━━ PASSAGE GIVEN ━━

Scottish independence?

  • Yes please

    Votes: 99 56.6%
  • No thanks

    Votes: 57 32.6%
  • Dont know yet

    Votes: 17 9.7%

  • Total voters
    175
Orange Order statement on Scottish independence...

The eminent historian Prof Tom Devine took everyone by surprise with his St Patrick’s Day claim that Scotland’s Roman Catholics were the religious group most likely to back Scottish independence. An entrenched support for the Labour Party among the Catholic working class that once shaped the politics of Glasgow and the West of Scotland has certainly been weakening in recent years. The SNP’s commitment to a generous welfare system has eroded Labour support among the lowest income groups where many families of Irish extraction are to be found.

Welcome to Unionism in Scotland. Endorsed by George Galloway.
 
looks like we have another Independence bumphlet incoming from the Scottish Government this time. I'm sure it won't be in any way like the one from Wastemonster styled in the Watchtower fashion.


A "short guide to independence" is to be published by the Scottish government and distributed to every household in Scotland.

It will be accompanied by an increased online campaign from next week.

This will be targeted at women and young people in particular in the lead up to the referendum in September.

The UK government is also sending out a booklet to every home in Scotland, detailing what it sees are the benefits of the Union.

━━━
━━ RAW DATA ━━

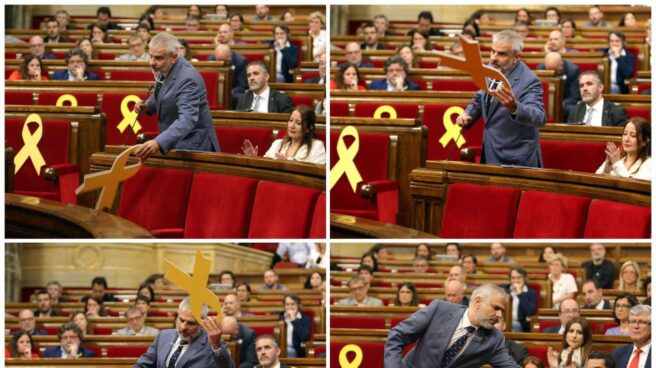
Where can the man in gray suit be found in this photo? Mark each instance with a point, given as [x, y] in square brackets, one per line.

━━━

» **TASK INSTRUCTIONS**
Condense the paragraph of the Scottish independence passage that begins "The eminent historian Prof Tom Devine" into a shorter paragraph that keeps its main facts.

» **SOLUTION TO THIS EXERCISE**
On St Patrick's Day, historian Prof Tom Devine surprised everyone by claiming that Scotland's Roman Catholics were the religious group most likely to back independence. Catholic working-class loyalty to Labour, once central to the politics of Glasgow and the West of Scotland, has been weakening. The SNP's commitment to generous welfare has drawn away low-income voters, among them many families of Irish extraction.